By Leslie Criss / NEMS Daily Journal
“Theater is a verb before it is a noun, an act before it is a place.”
– Martha Graham
“Applause begets applause in the theatre, as laughter begets laughter and tears beget tears.”
– Clayton Hamilton
“From the start it has been the theatre’s business to entertain people … it needs no other passport than fun.”
– Bertolt Brecht
Deep inside there’s a wild and crazy actor screaming to take the stage.
In reality, it’ll never happen.
I cannot imagine this painfully shy person ever feeling comfortable center stage. Or even in the chorus.
However, the bug has, I believe, bitten. The backstage bug, anyway.
Since before Thanksgiving, I’ve been helping out with Tupelo Community Theatre’s upcoming production of “The Dixie Swim Club.” You can look just to your right and read entertainment writer M. Scott Morris’ story about the show. Please do.
I’d like to hold forth, if I may, about the story behind the story. The inside scoop. The backstage scuttlebutt, if you will.
Puffed-up prima donnas and their obnoxious backbiting behavior. A detestable demanding director who pitches fits and props in the direction of her cast and crew.
I’m telling a tale of the tallest order. It’s something I’ve learned hanging around my theater friends.
Truth is, the process from casting to production has been an interesting thing to watch.
I was impressed with the courage of each woman who showed up early on to audition. I do not possess the pluck it takes to even drive by The Lyric during auditions.
Later, I watched five women with different degrees of experience come together and coalesce as a cast.
* * * *
Extract the passage of the column between "However, the bug" and "show. Please do.", inclusive. Rely only on the column about community theater when working with the data.
* * * *
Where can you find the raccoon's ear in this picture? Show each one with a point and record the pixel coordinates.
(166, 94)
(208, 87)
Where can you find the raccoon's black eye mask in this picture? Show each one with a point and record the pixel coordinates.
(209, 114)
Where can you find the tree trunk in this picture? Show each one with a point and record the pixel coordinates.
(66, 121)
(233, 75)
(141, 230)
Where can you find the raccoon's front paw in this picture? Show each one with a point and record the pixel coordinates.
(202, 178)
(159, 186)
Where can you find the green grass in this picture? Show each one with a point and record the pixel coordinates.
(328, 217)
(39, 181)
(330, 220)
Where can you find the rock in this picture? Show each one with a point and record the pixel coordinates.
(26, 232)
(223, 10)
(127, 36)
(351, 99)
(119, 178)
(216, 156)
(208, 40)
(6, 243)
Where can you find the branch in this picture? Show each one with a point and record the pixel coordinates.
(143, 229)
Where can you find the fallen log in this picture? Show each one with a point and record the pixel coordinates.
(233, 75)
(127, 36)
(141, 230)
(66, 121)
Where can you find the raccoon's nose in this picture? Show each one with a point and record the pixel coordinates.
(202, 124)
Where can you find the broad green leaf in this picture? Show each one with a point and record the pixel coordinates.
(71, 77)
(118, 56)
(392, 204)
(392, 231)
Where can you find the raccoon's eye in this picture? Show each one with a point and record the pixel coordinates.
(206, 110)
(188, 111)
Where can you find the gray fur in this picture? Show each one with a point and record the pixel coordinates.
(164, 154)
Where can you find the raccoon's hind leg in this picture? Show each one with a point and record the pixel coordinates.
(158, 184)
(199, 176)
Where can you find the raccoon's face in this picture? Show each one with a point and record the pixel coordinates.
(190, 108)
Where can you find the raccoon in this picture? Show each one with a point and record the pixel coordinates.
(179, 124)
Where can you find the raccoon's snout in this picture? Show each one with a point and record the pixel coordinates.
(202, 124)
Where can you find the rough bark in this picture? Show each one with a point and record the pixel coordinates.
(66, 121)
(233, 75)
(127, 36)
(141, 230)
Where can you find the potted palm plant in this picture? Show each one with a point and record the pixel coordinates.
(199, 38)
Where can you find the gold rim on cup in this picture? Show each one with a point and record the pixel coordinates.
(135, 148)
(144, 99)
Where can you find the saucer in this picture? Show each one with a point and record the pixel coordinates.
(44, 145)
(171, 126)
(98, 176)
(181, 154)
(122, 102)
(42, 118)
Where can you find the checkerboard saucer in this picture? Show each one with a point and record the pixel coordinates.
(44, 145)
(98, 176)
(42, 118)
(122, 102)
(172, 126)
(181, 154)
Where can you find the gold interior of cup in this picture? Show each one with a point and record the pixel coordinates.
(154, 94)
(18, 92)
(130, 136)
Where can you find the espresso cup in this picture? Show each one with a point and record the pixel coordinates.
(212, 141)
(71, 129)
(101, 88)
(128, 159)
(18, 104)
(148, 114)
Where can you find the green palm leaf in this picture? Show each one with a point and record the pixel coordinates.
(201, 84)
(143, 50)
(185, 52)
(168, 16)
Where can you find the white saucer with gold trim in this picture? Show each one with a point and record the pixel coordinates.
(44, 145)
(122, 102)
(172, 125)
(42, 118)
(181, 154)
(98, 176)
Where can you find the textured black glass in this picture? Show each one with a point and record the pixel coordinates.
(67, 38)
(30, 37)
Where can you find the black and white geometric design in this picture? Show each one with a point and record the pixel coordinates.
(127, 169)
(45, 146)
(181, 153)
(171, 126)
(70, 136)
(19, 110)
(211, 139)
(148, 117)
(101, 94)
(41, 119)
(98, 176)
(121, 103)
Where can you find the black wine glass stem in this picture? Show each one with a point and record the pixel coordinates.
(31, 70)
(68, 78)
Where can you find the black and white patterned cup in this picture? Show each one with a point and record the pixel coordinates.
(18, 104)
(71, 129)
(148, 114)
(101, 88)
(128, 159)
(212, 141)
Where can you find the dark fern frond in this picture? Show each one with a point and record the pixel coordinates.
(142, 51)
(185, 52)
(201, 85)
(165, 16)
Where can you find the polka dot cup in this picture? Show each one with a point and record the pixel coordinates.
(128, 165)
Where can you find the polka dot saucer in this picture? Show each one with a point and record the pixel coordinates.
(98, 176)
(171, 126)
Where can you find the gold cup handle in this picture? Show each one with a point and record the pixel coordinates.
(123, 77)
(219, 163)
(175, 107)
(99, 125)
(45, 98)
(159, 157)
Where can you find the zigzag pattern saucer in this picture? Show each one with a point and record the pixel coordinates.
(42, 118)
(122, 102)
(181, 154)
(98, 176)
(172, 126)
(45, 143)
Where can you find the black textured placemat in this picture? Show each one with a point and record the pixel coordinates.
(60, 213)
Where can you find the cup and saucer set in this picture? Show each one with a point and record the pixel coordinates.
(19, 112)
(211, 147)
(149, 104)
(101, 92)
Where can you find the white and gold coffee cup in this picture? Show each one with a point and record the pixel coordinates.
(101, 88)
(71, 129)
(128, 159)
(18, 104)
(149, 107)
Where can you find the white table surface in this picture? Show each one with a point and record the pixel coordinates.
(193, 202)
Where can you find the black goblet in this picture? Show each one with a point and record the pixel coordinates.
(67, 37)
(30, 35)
* * * *
* Written solution:
However, the bug has, I believe, bitten. The backstage bug, anyway.
Since before Thanksgiving, I’ve been helping out with Tupelo Community Theatre’s upcoming production of “The Dixie Swim Club.” You can look just to your right and read entertainment writer M. Scott Morris’ story about the show. Please do.